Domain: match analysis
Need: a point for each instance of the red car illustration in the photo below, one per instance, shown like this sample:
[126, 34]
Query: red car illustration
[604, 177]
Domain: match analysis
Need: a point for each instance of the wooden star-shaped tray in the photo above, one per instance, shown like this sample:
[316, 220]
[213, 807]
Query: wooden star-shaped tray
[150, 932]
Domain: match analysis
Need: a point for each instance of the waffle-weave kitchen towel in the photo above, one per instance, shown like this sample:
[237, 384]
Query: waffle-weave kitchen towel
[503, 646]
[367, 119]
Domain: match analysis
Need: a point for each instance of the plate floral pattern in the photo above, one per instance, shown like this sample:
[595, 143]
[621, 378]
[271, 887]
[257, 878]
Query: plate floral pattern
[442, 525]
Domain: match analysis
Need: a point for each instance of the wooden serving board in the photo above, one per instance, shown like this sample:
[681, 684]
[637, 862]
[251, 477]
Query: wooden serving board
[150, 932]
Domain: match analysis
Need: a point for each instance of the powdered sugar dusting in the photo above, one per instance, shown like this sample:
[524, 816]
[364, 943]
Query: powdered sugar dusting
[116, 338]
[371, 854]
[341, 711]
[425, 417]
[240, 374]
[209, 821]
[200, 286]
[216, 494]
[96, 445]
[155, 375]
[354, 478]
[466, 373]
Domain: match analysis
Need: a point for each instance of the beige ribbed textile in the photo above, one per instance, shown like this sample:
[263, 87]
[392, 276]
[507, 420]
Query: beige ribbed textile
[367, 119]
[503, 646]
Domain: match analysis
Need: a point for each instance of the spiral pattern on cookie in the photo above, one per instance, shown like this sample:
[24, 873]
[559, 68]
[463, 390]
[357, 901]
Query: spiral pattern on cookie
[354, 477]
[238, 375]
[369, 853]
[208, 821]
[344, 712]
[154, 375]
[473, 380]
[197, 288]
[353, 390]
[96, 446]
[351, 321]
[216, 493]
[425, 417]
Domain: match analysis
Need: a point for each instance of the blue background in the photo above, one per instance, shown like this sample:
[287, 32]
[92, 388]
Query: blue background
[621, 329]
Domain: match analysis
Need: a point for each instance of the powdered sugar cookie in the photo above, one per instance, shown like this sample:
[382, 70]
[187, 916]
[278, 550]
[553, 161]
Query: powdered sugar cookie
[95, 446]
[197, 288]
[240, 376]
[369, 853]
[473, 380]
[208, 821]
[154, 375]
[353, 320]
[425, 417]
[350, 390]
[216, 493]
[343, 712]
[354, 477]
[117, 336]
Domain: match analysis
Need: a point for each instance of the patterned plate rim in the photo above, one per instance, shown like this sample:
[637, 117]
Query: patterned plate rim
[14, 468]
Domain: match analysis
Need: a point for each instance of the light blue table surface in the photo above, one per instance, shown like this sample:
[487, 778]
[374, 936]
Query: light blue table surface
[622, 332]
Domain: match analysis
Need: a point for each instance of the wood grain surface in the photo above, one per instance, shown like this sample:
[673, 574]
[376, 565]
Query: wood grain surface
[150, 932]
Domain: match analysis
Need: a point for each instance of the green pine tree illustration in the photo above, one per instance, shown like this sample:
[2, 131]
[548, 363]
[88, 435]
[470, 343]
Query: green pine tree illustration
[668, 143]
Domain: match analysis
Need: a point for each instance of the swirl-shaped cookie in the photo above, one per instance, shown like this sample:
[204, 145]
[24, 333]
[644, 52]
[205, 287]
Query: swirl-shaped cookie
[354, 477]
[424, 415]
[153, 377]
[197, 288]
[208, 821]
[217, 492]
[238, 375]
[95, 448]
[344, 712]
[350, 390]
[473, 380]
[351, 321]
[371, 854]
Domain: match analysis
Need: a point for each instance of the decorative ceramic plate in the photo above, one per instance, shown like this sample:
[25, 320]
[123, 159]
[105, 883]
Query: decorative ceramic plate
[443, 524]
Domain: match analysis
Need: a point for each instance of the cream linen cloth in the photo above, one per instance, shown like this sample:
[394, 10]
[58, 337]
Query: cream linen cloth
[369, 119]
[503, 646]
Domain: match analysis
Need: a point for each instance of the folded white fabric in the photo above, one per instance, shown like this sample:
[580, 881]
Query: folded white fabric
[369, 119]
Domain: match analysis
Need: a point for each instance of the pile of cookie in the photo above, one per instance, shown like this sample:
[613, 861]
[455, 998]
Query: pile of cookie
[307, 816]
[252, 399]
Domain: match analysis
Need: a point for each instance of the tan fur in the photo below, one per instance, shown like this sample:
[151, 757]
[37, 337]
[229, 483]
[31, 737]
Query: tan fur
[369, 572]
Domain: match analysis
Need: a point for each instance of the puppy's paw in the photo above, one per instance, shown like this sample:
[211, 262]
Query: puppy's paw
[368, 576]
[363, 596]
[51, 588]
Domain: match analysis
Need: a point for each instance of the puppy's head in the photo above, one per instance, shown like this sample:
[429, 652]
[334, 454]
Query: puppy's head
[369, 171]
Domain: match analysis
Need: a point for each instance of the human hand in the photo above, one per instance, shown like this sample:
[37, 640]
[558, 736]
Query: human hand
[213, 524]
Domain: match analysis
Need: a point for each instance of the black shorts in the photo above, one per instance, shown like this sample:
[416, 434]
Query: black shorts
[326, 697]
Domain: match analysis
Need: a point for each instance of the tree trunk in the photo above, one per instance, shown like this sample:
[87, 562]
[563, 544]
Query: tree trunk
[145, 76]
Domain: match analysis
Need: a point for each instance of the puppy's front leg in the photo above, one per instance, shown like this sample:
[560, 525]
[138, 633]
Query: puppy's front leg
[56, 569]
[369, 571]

****************************************

Locate each line of the records above containing the word "shaped" and copy those lines.

Need: a point for each instance of the wooden star-shaped tray in the photo above, one per instance, shown like this sample:
Query: wooden star-shaped tray
Need: a point for each instance of the swirl-shaped cookie in the photo above, one per instance, shown like this sample:
Query: swirl-shaped cookie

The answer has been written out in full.